→ **RECORDS FOR THIS EXERCISE**
------------------------------------------------

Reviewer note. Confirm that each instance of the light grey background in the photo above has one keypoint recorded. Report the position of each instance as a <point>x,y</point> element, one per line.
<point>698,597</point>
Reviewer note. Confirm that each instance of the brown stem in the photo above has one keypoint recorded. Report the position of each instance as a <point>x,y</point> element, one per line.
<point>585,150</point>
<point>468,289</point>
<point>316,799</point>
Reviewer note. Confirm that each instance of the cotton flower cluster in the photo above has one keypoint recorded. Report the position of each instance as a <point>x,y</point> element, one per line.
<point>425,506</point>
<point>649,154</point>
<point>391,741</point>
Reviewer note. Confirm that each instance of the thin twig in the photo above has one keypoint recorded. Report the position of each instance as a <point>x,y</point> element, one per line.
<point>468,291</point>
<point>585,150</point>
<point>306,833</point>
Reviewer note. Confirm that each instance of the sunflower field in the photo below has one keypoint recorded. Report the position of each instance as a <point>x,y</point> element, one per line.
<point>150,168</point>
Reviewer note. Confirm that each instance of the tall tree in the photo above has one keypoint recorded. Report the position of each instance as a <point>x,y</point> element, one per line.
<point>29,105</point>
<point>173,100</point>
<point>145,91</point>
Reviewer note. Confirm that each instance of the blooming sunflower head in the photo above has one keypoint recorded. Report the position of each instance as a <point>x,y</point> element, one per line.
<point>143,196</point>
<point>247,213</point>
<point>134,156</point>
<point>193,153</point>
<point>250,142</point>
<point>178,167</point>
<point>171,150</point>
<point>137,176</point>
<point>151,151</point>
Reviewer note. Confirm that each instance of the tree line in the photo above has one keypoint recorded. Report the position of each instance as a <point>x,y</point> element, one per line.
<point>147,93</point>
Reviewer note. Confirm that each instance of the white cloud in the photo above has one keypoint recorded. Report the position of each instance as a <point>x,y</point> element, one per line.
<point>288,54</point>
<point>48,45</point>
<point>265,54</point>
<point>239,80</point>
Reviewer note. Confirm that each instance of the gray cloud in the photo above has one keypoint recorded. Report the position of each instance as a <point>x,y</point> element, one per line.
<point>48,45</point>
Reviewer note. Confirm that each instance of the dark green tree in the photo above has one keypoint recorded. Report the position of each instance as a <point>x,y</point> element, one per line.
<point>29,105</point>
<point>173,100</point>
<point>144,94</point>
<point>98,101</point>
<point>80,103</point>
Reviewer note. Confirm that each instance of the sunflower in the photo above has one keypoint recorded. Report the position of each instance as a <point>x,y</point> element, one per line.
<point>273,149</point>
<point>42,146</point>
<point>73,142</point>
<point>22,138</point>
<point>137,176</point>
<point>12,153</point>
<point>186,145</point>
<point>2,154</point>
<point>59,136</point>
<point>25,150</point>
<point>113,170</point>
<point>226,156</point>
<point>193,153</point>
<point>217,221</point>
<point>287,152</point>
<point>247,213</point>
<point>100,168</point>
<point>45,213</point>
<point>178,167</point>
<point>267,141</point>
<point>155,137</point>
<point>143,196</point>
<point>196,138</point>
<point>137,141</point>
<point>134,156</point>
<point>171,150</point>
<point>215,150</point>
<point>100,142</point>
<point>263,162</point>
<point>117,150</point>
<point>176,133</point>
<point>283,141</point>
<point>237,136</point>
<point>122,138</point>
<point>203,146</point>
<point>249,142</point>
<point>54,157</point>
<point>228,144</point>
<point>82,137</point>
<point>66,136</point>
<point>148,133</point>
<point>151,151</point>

------------------------------------------------

→ **TASK PROMPT**
Every entry above must be copied exactly.

→ **WRITTEN RESPONSE**
Reviewer note. Confirm that each instance of the light grey background in the photo above has one keypoint recorded. Report the position of each instance as a <point>x,y</point> element, one per line.
<point>698,597</point>
Reviewer note. Confirm that each instance of the brown stem in the photo above has one keypoint recorded. Report the position of each instance as a <point>x,y</point> element, one per line.
<point>585,150</point>
<point>468,289</point>
<point>316,799</point>
Reviewer note. Confirm that each instance of the cotton flower cluster in the photo above has one keypoint recorded. Report the position of each instance as a <point>x,y</point> element, one per line.
<point>425,506</point>
<point>649,154</point>
<point>391,741</point>
Reviewer note. Confirm that each instance of the thin twig in the photo above has one keypoint recorded. Report the position of each instance as a <point>x,y</point> element, one per line.
<point>468,291</point>
<point>585,150</point>
<point>306,833</point>
Reviewer note. Confirm that each instance of the sunflower field in the photo below has one keypoint recorded. Report the position of each instance as a <point>x,y</point> element, one per line.
<point>150,168</point>
Reviewer note. Confirm that each instance of the tall tree in the photo above has one keypoint recorded. Report the position of each instance as a <point>x,y</point> element, one per line.
<point>29,105</point>
<point>173,100</point>
<point>145,91</point>
Reviewer note. Confirm that each instance of the blooming sunflower head in the photo above has one keypoint recorded. Report the position of each instance as a <point>x,y</point> element, one per line.
<point>143,196</point>
<point>247,213</point>
<point>134,156</point>
<point>193,153</point>
<point>250,142</point>
<point>178,167</point>
<point>171,150</point>
<point>137,176</point>
<point>151,151</point>
Reviewer note. Confirm that each instance of the tree line in the photo above has one keypoint recorded. Report the position of each instance as a <point>x,y</point> element, one per line.
<point>147,93</point>
Reviewer note. Confirm that each instance of the white cloud in the photo above has one keypoint recorded. Report the position of each instance as a <point>x,y</point> element, one per line.
<point>288,54</point>
<point>48,45</point>
<point>265,54</point>
<point>239,80</point>
Reviewer note. Confirm that each instance of the gray cloud in the photo above has one keypoint recorded. Report the position of each instance as a <point>x,y</point> element, one per line.
<point>48,45</point>
Reviewer note. Confirm that each instance of the dark green tree in the photo above has one keypoint recorded. Report the position of each instance as a <point>x,y</point> element, one per line.
<point>29,105</point>
<point>173,100</point>
<point>144,94</point>
<point>98,101</point>
<point>80,103</point>
Reviewer note. Confirm that each instance of the sunflower in the photo above has one keypoint recorded. Report the position of each instance as a <point>x,y</point> element, one per line.
<point>273,149</point>
<point>42,146</point>
<point>73,142</point>
<point>22,138</point>
<point>137,176</point>
<point>12,153</point>
<point>186,145</point>
<point>2,154</point>
<point>59,136</point>
<point>25,150</point>
<point>113,170</point>
<point>226,156</point>
<point>193,153</point>
<point>217,221</point>
<point>287,152</point>
<point>247,213</point>
<point>100,168</point>
<point>45,213</point>
<point>178,167</point>
<point>267,141</point>
<point>155,137</point>
<point>143,196</point>
<point>196,138</point>
<point>137,141</point>
<point>134,156</point>
<point>171,150</point>
<point>215,150</point>
<point>100,142</point>
<point>263,162</point>
<point>117,150</point>
<point>176,133</point>
<point>283,141</point>
<point>237,136</point>
<point>122,138</point>
<point>203,146</point>
<point>249,142</point>
<point>54,157</point>
<point>228,144</point>
<point>82,137</point>
<point>66,136</point>
<point>148,133</point>
<point>151,151</point>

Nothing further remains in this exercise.